*TASK TO CARRY OUT:*
Turn the records below into a two-column CSV with the headers text and answer. Give one row for each record, and put its text and its answer each in a single quoted field with line breaks replaced by spaces.

*MATERIAL PROVIDED:*
· · · · · · ·

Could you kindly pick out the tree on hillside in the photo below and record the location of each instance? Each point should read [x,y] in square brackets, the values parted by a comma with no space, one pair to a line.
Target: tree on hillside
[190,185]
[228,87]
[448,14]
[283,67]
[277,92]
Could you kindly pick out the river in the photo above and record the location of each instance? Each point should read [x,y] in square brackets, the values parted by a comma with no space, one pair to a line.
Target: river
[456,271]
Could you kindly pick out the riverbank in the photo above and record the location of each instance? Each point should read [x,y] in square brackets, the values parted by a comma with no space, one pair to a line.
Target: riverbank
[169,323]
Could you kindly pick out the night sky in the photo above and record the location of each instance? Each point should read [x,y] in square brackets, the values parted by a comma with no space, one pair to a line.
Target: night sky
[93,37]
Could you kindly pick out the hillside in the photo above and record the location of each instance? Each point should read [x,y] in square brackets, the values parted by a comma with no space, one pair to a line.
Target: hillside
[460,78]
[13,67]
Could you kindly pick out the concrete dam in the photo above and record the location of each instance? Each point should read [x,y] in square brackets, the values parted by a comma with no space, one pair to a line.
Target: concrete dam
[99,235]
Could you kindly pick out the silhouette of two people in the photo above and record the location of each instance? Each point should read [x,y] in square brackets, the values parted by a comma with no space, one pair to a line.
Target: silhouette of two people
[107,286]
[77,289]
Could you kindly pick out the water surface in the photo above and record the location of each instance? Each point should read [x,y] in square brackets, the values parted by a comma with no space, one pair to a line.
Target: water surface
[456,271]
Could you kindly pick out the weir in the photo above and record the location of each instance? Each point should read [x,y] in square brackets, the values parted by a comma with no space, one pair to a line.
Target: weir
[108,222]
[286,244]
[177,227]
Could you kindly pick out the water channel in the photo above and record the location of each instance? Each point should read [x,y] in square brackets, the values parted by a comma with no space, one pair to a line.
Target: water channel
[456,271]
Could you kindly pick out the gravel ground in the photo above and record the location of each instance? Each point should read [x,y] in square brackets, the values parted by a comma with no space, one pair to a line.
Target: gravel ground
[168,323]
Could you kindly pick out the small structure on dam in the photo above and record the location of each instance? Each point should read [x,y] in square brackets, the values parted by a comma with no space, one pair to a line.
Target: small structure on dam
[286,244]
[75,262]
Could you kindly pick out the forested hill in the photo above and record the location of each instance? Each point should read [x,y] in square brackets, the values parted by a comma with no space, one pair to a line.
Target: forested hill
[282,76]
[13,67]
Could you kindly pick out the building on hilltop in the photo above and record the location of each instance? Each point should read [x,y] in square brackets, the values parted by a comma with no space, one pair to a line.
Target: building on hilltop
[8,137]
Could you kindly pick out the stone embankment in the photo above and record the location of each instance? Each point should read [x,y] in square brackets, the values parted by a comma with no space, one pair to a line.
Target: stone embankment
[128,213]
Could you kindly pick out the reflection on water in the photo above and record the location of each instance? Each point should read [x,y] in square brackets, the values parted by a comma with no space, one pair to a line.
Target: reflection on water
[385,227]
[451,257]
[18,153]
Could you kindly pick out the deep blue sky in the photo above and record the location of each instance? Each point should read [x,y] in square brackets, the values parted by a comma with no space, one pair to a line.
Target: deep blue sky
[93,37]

· · · · · · ·

*SOLUTION BELOW:*
text,answer
"Could you kindly pick out the tree on hillside in the photo below and record the location of each instance? Each point should read [x,y] in square brackets, the values parted by a comma with no space, one pair to a line. Target: tree on hillside","[190,185] [228,87] [448,14] [283,67] [277,92]"
"Could you kindly pick out the river in the photo above and record the location of each instance? Each point should read [x,y] in square brackets, the values parted by a comma with no space, one pair to a line. Target: river","[456,271]"
"Could you kindly pick out the riverbank in the photo above and record the location of each instance? Each point should read [x,y] in square brackets, the values parted by a comma with no space, one pair to a line. Target: riverbank","[169,323]"
"Could you kindly pick out the night sky in the photo above and record the location of each instance? Each point should read [x,y] in square brackets, the values parted by a comma with no space, one pair to a line. Target: night sky","[93,37]"
"Could you kindly pick out the hillside in the photo above and record the location of each instance? Each point should read [x,y] in square brackets, the values parted by a comma with no space, one pair to a line. Target: hillside","[460,78] [13,67]"
"Could you kindly pick out the concrete dam in the photo above and record the location of each instance? Each point should read [x,y] in square brackets, the values parted by a comma with no space, one pair to a line. Target: concrete dam","[99,235]"
"Could you kindly pick out the silhouette of two people in the photo above and record the location of each instance? Each point should read [x,y] in square brackets, the values parted by a comma with no space, one pair to a line. Target: silhouette of two people","[107,286] [77,289]"
"Could you kindly pick out the water surface in the photo above and record the location of each instance? Each point should read [x,y] in square brackets, the values parted by a comma with no space, one pair to a line. Target: water surface","[456,271]"
"Could you kindly pick out the weir in the photo above and record the location of each instance? Each point should read [x,y] in square brackets, the values parted by a comma with no space, one pair to a line. Target: weir","[108,222] [286,244] [177,227]"
"Could you kindly pick out the water channel in the photo above and record the location of each instance? Each point should read [x,y] in square brackets, the values parted by a comma with no space, one pair to a line. Target: water channel","[456,271]"
"Could you kindly pick out the gravel ground in the photo above and record the location of each instance? Each point should read [x,y] in square brackets, the values parted by a comma with no space, one pair to a line. Target: gravel ground","[168,323]"
"Could you kindly pick out the small structure on dam in the photo above and record the location of each instance? Each point should read [x,y] in square brackets, the values parted by a comma with no space, one pair to a line. Target: small structure on dam","[286,244] [75,262]"
"Could you kindly pick out the forested hill in the photo above and record the location of each instance? Each point should read [x,y] in square brackets, the values parted by a comma with no space, one pair to a line. Target: forested hill","[282,76] [13,67]"
"Could you kindly pick out the building on hilltop in the photo above and record the location of each instance? Each point should read [x,y] in square brackets, the values parted by a comma with no space, one pair to a line. Target: building on hilltop","[8,137]"
"Could you kindly pick out the stone embankment in the photo above and record the location of each instance? Each point should read [x,y] in square brackets, the values parted by a comma with no space, one pair to a line. Target: stone embankment","[128,213]"
"Could you kindly pick out the reflection on water in the photo above and record the location of each instance? Each point should read [x,y] in square brackets, the values parted by a comma with no space, one pair to a line. Target: reflection on water","[385,227] [451,257] [18,153]"
"Could you kindly pick out the deep blue sky in the photo above and record the location of each instance? Each point should read [x,y] in square brackets, the values parted by a comma with no space, one pair to a line. Target: deep blue sky","[93,37]"